→ **DIRECTIONS**
How many lines in the entries below contain the string "bike"? Reply with the number only.

→ **DATA ROWS**
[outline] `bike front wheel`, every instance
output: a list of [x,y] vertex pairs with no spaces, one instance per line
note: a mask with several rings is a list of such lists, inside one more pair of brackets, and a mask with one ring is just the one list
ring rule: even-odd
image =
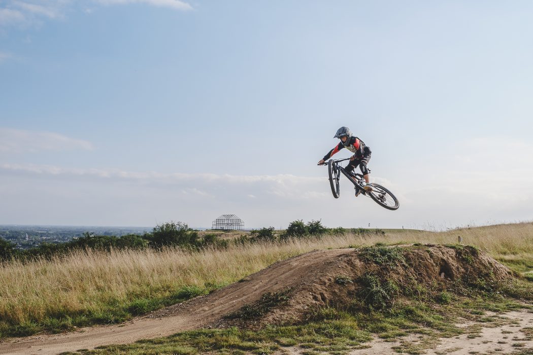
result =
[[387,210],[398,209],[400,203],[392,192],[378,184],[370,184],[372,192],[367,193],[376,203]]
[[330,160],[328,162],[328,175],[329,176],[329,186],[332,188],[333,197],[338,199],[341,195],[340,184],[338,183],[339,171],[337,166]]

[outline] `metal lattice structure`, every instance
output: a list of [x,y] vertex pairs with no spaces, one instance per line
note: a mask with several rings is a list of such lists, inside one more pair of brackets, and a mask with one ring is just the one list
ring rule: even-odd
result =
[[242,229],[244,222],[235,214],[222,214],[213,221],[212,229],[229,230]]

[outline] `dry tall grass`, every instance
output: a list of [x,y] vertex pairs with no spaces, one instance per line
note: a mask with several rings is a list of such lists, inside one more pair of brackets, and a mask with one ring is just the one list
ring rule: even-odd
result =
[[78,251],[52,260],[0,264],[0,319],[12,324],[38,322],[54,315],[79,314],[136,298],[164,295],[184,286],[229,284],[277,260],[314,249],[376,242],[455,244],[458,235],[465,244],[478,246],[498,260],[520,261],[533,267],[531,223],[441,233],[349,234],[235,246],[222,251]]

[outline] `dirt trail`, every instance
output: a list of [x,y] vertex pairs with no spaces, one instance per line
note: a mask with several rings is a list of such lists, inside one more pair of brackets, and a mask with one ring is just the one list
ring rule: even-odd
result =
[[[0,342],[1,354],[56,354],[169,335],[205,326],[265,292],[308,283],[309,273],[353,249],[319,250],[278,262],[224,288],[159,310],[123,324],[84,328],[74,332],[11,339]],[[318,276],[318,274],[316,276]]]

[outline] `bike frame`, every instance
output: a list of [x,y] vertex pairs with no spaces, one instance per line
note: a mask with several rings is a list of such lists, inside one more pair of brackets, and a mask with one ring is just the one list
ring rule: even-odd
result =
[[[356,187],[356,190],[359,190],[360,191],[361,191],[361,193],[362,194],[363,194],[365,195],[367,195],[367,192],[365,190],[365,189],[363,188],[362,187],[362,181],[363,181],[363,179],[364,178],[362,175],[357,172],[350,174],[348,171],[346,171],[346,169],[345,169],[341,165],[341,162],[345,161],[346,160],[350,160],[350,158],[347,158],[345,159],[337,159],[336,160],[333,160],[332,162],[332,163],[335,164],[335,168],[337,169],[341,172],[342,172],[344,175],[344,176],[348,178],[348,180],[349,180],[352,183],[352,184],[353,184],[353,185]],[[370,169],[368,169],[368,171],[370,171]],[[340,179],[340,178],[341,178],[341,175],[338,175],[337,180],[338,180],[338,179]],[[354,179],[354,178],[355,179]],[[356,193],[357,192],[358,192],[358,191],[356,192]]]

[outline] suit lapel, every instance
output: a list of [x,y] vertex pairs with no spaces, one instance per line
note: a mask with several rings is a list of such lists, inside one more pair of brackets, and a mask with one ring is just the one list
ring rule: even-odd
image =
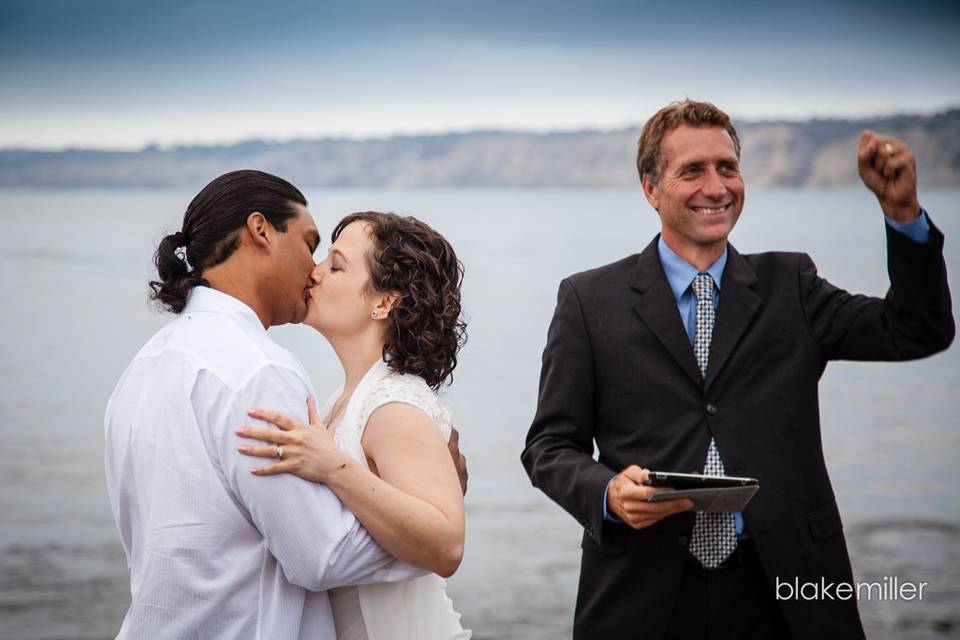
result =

==

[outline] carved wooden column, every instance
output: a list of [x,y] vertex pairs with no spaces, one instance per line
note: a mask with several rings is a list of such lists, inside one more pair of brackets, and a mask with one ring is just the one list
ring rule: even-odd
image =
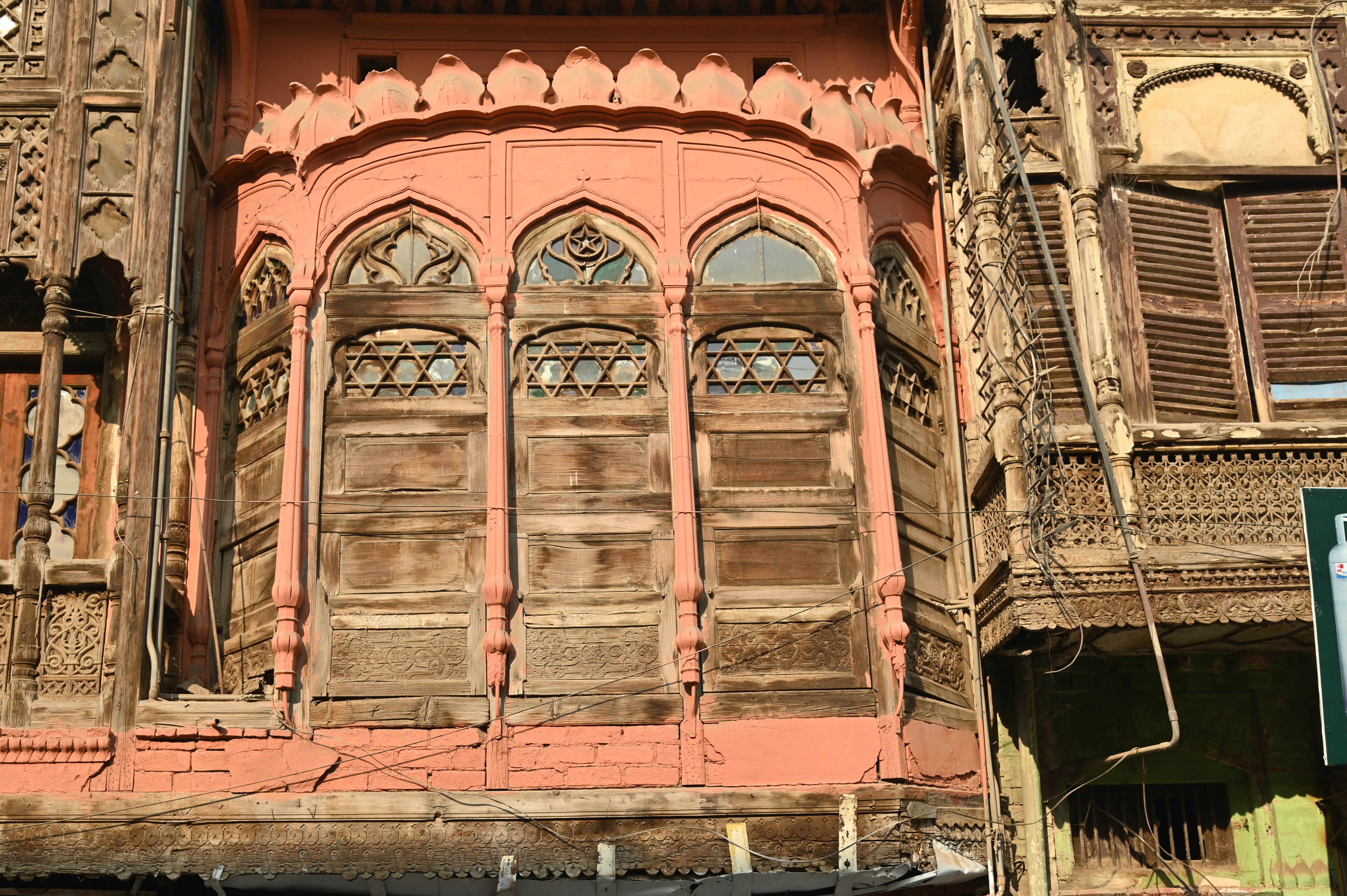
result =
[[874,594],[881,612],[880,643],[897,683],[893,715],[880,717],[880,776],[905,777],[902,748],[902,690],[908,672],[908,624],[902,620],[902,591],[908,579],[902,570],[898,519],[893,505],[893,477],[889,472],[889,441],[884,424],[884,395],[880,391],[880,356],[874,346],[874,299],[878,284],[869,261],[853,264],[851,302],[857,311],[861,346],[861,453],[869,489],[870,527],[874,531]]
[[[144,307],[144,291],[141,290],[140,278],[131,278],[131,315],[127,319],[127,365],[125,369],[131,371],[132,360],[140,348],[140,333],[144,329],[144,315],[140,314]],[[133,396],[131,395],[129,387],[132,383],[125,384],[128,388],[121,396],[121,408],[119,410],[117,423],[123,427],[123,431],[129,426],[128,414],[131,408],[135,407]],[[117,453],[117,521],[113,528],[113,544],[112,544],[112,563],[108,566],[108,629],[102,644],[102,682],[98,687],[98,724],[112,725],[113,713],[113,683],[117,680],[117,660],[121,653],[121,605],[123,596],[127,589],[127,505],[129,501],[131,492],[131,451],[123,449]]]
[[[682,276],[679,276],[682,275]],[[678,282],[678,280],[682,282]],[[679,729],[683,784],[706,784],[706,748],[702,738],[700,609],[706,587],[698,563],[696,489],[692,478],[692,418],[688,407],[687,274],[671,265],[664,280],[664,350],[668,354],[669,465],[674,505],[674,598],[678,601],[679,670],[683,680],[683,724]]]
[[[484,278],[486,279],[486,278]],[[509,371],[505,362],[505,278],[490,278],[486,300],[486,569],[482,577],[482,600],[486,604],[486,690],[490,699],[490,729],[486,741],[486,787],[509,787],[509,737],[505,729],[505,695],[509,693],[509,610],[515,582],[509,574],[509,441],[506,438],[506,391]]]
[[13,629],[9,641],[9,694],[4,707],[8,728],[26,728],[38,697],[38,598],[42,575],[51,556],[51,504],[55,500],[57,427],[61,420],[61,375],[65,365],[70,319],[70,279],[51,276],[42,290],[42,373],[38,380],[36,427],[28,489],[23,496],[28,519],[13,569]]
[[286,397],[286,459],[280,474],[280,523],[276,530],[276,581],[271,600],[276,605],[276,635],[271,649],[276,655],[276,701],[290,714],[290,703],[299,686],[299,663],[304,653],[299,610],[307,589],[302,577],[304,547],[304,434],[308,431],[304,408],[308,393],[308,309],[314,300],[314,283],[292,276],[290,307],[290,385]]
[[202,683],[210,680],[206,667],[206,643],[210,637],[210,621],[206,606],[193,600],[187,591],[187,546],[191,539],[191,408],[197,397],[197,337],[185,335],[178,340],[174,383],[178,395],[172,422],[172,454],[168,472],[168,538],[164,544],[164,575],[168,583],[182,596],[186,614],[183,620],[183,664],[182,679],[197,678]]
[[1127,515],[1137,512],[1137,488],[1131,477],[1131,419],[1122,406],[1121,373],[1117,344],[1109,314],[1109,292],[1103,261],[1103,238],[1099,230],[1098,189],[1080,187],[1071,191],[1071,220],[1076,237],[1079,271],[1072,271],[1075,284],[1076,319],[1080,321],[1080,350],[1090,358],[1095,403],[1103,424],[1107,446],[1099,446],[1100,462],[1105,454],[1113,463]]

...

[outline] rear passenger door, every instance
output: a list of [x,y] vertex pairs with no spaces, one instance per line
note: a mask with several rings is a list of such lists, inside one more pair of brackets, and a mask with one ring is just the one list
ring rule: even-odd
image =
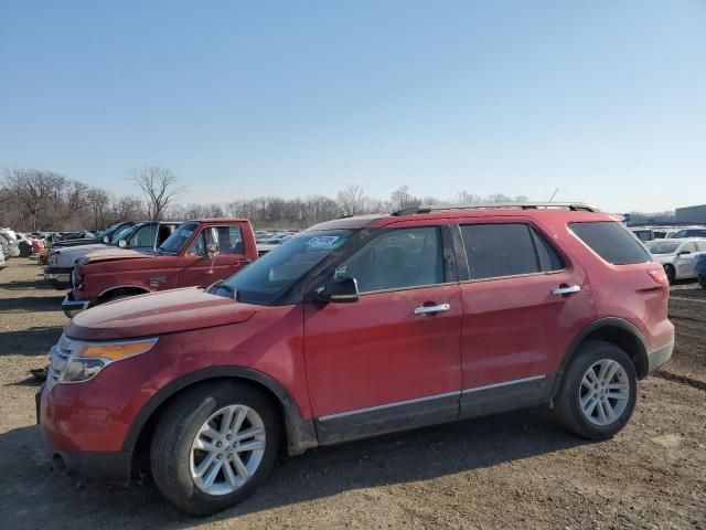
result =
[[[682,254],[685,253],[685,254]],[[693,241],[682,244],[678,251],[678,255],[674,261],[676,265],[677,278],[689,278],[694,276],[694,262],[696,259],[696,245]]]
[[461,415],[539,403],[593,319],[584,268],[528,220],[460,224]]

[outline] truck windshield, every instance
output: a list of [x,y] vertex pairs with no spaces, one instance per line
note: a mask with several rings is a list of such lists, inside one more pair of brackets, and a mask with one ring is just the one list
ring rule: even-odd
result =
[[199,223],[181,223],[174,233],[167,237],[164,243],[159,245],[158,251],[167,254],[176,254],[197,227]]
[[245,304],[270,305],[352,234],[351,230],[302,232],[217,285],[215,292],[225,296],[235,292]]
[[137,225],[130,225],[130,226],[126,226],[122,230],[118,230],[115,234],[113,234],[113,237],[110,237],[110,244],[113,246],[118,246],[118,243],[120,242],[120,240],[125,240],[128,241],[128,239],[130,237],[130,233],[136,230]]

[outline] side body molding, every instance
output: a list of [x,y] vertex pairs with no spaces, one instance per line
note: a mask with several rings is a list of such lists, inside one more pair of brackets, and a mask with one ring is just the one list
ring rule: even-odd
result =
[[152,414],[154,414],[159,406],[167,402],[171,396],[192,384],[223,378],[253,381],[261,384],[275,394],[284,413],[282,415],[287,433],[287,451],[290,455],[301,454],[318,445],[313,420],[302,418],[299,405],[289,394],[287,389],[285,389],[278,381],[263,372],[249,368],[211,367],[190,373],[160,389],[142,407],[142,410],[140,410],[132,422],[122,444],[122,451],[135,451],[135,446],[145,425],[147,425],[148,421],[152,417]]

→ **SOLVED PROBLEM**
2